● **What is expected**: Take the entries below and print, exactly, the stretch from the line containing "pixel 115 49" through the line containing "pixel 104 235", both included.

BEGIN Provided data

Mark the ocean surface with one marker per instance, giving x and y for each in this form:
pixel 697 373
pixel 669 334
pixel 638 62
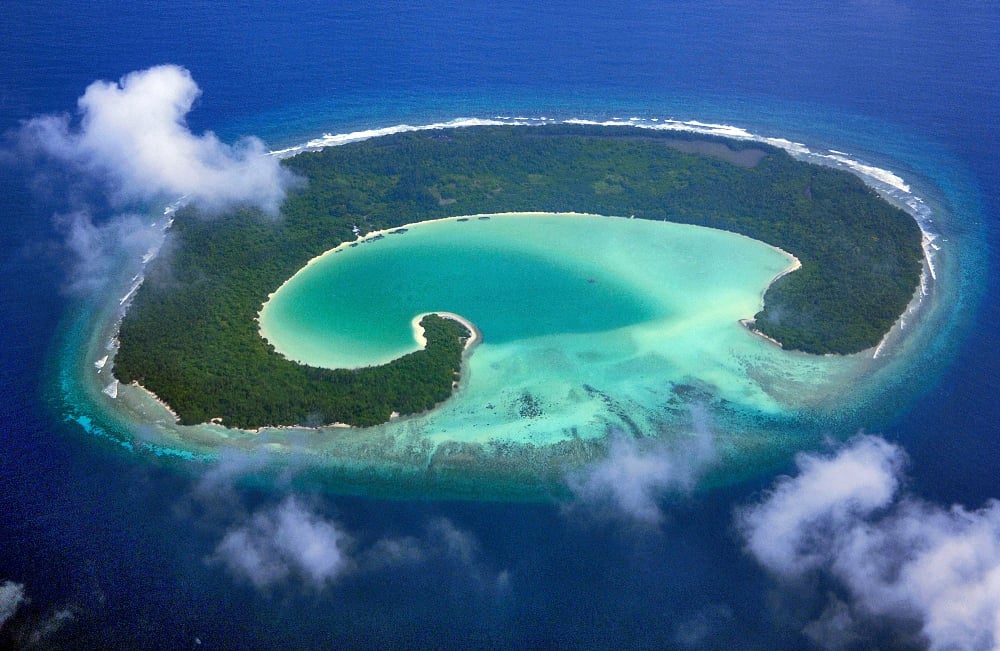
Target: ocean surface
pixel 106 545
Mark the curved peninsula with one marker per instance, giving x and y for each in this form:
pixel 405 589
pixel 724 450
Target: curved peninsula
pixel 860 257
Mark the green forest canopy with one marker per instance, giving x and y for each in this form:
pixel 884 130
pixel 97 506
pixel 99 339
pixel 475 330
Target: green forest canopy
pixel 191 336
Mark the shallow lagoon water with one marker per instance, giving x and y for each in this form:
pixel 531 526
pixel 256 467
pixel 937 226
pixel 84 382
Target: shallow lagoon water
pixel 658 353
pixel 583 318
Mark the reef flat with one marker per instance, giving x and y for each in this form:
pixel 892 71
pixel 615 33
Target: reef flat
pixel 860 257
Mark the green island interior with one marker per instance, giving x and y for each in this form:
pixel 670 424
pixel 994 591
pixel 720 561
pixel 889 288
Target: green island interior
pixel 860 257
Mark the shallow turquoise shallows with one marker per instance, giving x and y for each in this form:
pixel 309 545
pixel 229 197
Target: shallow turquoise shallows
pixel 582 317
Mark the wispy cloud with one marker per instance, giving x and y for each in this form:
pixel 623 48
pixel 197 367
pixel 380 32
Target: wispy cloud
pixel 95 251
pixel 294 543
pixel 132 135
pixel 635 475
pixel 11 598
pixel 930 570
pixel 288 540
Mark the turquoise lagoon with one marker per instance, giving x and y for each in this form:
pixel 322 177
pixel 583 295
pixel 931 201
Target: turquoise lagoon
pixel 590 325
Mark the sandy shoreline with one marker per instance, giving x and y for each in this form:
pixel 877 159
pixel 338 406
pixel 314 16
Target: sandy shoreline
pixel 418 330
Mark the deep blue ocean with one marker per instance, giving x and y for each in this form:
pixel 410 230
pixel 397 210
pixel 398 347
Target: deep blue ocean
pixel 115 550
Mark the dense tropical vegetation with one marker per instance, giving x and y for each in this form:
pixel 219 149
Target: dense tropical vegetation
pixel 191 335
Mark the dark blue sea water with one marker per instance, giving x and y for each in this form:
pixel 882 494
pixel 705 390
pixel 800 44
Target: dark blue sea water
pixel 115 550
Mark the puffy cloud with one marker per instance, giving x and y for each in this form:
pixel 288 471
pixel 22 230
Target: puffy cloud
pixel 287 540
pixel 630 480
pixel 132 134
pixel 11 598
pixel 892 557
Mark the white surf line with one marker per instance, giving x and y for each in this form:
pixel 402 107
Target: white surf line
pixel 886 182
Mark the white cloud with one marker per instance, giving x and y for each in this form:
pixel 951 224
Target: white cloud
pixel 97 251
pixel 132 134
pixel 11 598
pixel 286 541
pixel 291 542
pixel 893 556
pixel 631 479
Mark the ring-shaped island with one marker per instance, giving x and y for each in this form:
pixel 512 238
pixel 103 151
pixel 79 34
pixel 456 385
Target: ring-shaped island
pixel 603 347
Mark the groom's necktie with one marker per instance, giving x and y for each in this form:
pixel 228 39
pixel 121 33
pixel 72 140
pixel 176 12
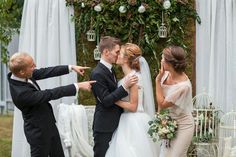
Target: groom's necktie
pixel 113 74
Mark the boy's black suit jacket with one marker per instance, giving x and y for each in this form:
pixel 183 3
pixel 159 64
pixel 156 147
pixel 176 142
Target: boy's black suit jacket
pixel 34 104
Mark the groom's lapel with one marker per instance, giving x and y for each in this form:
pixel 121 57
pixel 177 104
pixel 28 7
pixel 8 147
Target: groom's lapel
pixel 108 72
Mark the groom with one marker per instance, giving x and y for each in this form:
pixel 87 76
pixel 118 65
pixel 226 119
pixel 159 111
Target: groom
pixel 106 92
pixel 39 122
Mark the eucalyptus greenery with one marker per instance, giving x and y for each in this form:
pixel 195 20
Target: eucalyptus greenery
pixel 133 26
pixel 10 17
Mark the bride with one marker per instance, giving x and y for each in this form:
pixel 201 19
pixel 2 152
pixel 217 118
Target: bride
pixel 131 138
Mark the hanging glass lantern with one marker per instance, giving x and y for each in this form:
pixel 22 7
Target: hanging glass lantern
pixel 91 35
pixel 162 29
pixel 96 53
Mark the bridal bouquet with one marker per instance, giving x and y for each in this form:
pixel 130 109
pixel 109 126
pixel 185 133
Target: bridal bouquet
pixel 162 127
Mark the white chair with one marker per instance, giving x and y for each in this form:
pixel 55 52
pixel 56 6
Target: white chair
pixel 227 135
pixel 205 140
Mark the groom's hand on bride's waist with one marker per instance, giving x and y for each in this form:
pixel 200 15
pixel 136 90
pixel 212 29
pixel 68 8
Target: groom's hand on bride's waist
pixel 78 69
pixel 129 81
pixel 86 85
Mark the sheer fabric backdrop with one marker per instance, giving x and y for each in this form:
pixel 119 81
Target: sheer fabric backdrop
pixel 216 51
pixel 47 34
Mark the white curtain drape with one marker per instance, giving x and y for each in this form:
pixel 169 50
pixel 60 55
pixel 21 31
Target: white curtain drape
pixel 47 33
pixel 215 51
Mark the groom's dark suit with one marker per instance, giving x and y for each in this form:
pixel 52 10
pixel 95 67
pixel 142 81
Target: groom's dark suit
pixel 39 122
pixel 107 114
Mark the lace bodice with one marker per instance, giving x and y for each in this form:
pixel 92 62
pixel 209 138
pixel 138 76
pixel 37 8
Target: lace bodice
pixel 140 107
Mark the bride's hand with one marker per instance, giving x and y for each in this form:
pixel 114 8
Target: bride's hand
pixel 160 74
pixel 79 69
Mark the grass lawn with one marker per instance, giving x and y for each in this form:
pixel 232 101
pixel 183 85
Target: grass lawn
pixel 5 135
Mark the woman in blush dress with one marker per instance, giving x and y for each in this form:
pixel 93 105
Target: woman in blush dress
pixel 131 138
pixel 174 91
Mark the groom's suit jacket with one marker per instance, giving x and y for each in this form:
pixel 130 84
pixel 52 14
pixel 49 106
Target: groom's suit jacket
pixel 34 103
pixel 106 92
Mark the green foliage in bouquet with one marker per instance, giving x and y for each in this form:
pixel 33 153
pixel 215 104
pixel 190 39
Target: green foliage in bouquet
pixel 162 126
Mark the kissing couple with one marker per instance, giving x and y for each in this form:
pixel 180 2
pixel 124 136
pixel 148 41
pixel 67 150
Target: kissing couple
pixel 123 108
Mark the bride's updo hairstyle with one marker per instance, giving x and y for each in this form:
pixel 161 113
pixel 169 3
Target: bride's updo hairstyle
pixel 133 53
pixel 176 56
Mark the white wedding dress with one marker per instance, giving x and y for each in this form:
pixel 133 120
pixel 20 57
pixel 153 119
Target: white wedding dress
pixel 131 138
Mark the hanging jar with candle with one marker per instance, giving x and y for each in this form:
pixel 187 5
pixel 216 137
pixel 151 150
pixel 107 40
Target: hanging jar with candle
pixel 91 35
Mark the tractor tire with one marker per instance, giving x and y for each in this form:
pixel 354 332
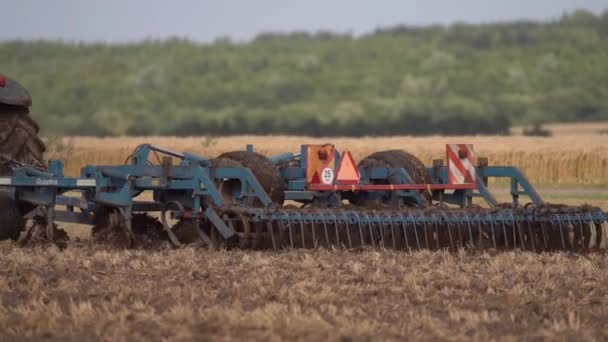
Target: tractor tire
pixel 262 168
pixel 19 140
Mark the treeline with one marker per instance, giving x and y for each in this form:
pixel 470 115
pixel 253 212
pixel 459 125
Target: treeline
pixel 459 79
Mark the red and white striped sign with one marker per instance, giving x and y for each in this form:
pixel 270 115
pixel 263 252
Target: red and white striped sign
pixel 461 163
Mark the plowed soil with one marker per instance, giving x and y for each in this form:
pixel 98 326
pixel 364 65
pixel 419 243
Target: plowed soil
pixel 86 293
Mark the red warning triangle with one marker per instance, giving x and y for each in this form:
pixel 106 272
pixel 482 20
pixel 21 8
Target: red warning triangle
pixel 315 179
pixel 348 173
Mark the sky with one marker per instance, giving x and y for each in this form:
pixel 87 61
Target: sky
pixel 241 20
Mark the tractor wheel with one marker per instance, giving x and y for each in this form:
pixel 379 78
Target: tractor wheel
pixel 19 141
pixel 262 168
pixel 12 223
pixel 395 159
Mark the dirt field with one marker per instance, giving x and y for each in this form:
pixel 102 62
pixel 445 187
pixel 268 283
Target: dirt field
pixel 84 294
pixel 91 293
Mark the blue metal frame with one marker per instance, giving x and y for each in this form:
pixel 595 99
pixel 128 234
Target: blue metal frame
pixel 192 186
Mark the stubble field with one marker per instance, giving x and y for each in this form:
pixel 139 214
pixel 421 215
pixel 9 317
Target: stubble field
pixel 88 292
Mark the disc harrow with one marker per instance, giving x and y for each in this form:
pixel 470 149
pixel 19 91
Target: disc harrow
pixel 549 228
pixel 316 198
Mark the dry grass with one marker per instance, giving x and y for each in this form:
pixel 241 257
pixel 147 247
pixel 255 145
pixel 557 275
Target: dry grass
pixel 84 294
pixel 569 159
pixel 88 293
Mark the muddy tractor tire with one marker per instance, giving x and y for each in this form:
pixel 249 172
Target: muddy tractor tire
pixel 19 140
pixel 19 144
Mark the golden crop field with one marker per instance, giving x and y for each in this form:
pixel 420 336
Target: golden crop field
pixel 564 159
pixel 91 292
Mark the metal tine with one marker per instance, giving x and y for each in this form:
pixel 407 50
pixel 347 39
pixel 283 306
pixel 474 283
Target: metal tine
pixel 271 232
pixel 471 239
pixel 302 229
pixel 561 231
pixel 603 230
pixel 281 241
pixel 493 233
pixel 404 225
pixel 290 232
pixel 424 226
pixel 359 225
pixel 314 228
pixel 338 244
pixel 326 233
pixel 583 242
pixel 506 237
pixel 461 240
pixel 381 229
pixel 480 232
pixel 426 235
pixel 350 242
pixel 437 237
pixel 531 235
pixel 369 226
pixel 415 231
pixel 449 228
pixel 544 234
pixel 393 233
pixel 522 243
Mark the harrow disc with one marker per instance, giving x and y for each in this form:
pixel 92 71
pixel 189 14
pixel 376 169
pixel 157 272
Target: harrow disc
pixel 36 234
pixel 12 223
pixel 110 230
pixel 393 160
pixel 262 168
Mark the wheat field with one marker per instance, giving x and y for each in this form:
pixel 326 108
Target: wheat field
pixel 578 158
pixel 88 292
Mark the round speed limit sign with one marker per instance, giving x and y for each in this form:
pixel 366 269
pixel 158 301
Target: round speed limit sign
pixel 327 176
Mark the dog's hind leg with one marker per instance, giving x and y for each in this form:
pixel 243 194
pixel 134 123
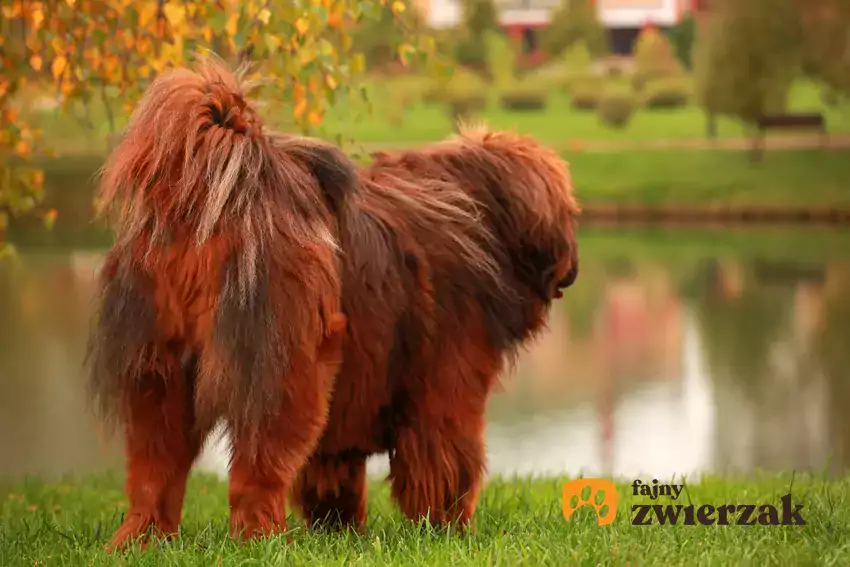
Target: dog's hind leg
pixel 331 491
pixel 161 443
pixel 438 464
pixel 265 465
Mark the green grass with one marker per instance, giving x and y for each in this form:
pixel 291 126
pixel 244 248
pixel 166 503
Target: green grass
pixel 518 522
pixel 420 122
pixel 807 178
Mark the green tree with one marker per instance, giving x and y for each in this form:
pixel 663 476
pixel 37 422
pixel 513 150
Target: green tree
pixel 682 36
pixel 107 51
pixel 826 41
pixel 747 61
pixel 573 21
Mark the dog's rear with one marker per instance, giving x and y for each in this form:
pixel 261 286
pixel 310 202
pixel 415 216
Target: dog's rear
pixel 220 298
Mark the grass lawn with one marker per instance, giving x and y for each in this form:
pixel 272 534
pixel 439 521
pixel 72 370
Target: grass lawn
pixel 518 522
pixel 796 178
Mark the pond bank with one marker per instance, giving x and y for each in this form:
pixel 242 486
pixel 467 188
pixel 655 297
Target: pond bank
pixel 605 215
pixel 690 187
pixel 518 522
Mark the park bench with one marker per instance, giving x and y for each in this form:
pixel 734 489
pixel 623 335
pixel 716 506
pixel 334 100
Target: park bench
pixel 798 121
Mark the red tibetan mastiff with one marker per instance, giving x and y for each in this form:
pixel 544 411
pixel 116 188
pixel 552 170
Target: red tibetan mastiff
pixel 325 313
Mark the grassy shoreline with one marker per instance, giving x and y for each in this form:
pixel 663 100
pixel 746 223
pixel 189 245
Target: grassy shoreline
pixel 804 178
pixel 519 522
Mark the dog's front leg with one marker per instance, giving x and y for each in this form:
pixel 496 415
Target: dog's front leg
pixel 161 444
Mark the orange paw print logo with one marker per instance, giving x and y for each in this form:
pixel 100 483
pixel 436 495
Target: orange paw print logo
pixel 598 493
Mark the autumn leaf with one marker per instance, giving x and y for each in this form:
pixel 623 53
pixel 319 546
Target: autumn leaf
pixel 300 108
pixel 232 21
pixel 302 25
pixel 146 11
pixel 314 117
pixel 58 66
pixel 50 218
pixel 175 13
pixel 272 42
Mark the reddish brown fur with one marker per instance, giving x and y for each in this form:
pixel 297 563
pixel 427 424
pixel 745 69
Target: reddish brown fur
pixel 435 311
pixel 220 298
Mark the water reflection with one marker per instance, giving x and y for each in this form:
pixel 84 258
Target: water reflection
pixel 673 359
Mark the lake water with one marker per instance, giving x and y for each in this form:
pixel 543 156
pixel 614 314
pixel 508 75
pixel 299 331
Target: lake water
pixel 677 352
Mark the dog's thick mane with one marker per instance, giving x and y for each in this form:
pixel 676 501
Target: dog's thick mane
pixel 212 209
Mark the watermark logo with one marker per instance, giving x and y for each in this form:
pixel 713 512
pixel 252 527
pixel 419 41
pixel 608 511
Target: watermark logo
pixel 602 497
pixel 708 515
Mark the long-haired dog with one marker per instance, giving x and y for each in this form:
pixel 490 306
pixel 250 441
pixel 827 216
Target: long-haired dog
pixel 224 298
pixel 437 305
pixel 220 299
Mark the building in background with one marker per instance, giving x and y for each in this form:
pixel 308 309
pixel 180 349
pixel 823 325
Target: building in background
pixel 623 19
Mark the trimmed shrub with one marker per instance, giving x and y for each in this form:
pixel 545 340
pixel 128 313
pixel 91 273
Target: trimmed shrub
pixel 585 97
pixel 654 58
pixel 615 109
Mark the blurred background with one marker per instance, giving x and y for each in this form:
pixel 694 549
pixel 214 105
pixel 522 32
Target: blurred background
pixel 709 328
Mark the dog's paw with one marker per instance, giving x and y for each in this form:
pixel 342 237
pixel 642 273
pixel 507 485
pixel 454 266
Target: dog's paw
pixel 137 528
pixel 246 526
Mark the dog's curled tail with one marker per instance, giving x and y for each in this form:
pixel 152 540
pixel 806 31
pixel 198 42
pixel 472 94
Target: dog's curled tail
pixel 193 153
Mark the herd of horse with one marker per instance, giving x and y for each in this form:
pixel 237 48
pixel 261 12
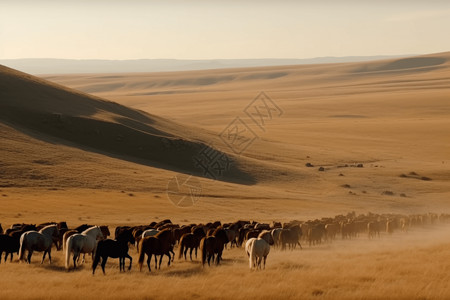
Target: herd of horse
pixel 158 239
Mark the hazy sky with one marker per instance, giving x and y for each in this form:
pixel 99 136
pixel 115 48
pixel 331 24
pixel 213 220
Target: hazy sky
pixel 211 29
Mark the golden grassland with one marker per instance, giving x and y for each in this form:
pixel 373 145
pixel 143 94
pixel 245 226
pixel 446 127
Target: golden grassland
pixel 392 116
pixel 411 265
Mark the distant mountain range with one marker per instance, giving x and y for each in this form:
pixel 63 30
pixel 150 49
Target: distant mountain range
pixel 71 66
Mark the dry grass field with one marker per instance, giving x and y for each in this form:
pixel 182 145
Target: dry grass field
pixel 67 153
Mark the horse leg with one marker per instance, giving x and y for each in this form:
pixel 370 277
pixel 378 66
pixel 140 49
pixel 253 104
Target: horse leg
pixel 76 256
pixel 30 252
pixel 148 261
pixel 104 259
pixel 131 259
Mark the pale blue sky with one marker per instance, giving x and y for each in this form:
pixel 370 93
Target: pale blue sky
pixel 211 29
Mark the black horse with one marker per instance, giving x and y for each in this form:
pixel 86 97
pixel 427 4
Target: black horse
pixel 117 248
pixel 9 245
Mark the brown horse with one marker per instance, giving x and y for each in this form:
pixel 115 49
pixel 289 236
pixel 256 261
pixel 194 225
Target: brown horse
pixel 291 237
pixel 214 244
pixel 191 241
pixel 160 244
pixel 9 245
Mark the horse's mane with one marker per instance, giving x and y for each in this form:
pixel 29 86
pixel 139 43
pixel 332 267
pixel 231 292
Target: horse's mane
pixel 47 227
pixel 263 233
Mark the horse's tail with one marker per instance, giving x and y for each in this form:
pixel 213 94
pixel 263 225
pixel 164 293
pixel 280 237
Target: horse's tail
pixel 69 245
pixel 182 242
pixel 97 256
pixel 252 254
pixel 203 250
pixel 64 243
pixel 23 245
pixel 141 254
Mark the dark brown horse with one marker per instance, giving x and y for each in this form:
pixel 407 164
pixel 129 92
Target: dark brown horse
pixel 191 241
pixel 291 236
pixel 214 244
pixel 21 228
pixel 160 244
pixel 113 248
pixel 9 245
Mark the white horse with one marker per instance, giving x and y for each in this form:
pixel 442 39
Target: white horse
pixel 85 242
pixel 259 248
pixel 38 241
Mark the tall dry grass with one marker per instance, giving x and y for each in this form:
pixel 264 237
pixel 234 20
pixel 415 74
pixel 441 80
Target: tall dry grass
pixel 413 265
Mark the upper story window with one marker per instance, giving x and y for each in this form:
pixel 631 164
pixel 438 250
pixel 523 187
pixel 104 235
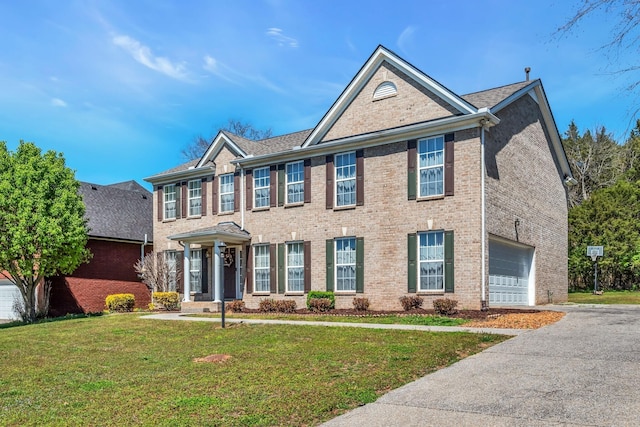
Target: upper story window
pixel 431 166
pixel 226 193
pixel 295 182
pixel 431 258
pixel 345 167
pixel 169 201
pixel 261 188
pixel 195 197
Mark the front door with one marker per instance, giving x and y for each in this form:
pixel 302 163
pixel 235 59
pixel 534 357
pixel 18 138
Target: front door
pixel 230 273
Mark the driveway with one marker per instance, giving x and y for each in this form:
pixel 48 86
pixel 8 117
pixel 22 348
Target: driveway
pixel 583 370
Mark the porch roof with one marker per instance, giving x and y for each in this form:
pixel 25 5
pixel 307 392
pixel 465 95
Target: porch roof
pixel 228 232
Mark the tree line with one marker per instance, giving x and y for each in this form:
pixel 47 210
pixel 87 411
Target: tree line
pixel 604 207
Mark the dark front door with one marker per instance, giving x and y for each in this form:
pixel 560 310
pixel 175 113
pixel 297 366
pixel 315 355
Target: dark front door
pixel 230 273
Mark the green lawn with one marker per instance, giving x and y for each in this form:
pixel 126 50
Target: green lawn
pixel 608 297
pixel 410 319
pixel 124 370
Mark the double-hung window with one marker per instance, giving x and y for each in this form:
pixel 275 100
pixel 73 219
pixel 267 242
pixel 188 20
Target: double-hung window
pixel 431 259
pixel 169 201
pixel 261 268
pixel 195 197
pixel 226 193
pixel 345 264
pixel 295 182
pixel 261 187
pixel 431 166
pixel 195 271
pixel 345 167
pixel 295 267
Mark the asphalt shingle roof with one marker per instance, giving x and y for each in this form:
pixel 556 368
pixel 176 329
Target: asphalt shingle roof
pixel 119 211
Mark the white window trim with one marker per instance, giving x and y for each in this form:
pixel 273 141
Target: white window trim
pixel 420 169
pixel 232 193
pixel 288 290
pixel 256 188
pixel 335 268
pixel 335 179
pixel 287 182
pixel 194 198
pixel 267 268
pixel 419 284
pixel 165 193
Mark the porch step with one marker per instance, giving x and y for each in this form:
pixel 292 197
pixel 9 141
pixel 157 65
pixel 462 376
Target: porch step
pixel 200 307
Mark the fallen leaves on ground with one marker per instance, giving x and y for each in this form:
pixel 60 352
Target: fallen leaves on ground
pixel 518 320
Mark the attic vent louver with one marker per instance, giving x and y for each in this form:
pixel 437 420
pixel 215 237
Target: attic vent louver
pixel 385 89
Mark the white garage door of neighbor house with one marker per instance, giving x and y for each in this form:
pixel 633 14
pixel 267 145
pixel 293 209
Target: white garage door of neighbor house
pixel 8 295
pixel 510 273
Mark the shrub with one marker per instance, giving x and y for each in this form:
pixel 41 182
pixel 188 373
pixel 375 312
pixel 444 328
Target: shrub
pixel 237 306
pixel 445 306
pixel 286 306
pixel 169 300
pixel 361 304
pixel 268 305
pixel 409 303
pixel 320 304
pixel 120 302
pixel 321 294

END Provided data

● **Expected answer**:
pixel 115 49
pixel 289 236
pixel 256 261
pixel 194 225
Target: brown horse
pixel 291 237
pixel 214 244
pixel 191 241
pixel 160 244
pixel 9 245
Mark the horse's mane with one marker per instance, giving x and y for each in this form:
pixel 29 86
pixel 139 43
pixel 332 267
pixel 231 292
Target: horse's mane
pixel 47 227
pixel 263 233
Mark the horse's tail with one marker per instance, giving x and y for each in this form:
pixel 213 94
pixel 263 225
pixel 164 293
pixel 280 237
Target: horse's tail
pixel 69 245
pixel 182 242
pixel 97 256
pixel 252 254
pixel 203 250
pixel 64 243
pixel 23 245
pixel 141 254
Mark the dark brown horse with one marker per instance, giving x and y for each in this form:
pixel 407 164
pixel 129 92
Target: dark brown horse
pixel 191 241
pixel 291 236
pixel 214 244
pixel 21 228
pixel 160 244
pixel 113 248
pixel 9 245
Mark the white horse with one marker per instance, giving x and y for each in this form:
pixel 442 39
Target: white horse
pixel 85 242
pixel 259 248
pixel 38 241
Mark the tall dry grass with one marker per instance, giving x and y for each in this form:
pixel 264 237
pixel 234 20
pixel 415 74
pixel 441 80
Target: tall dry grass
pixel 413 265
Mark the upper story window with one marker per instance, giving x and y for each in this form:
pixel 631 164
pixel 438 250
pixel 523 187
pixel 104 235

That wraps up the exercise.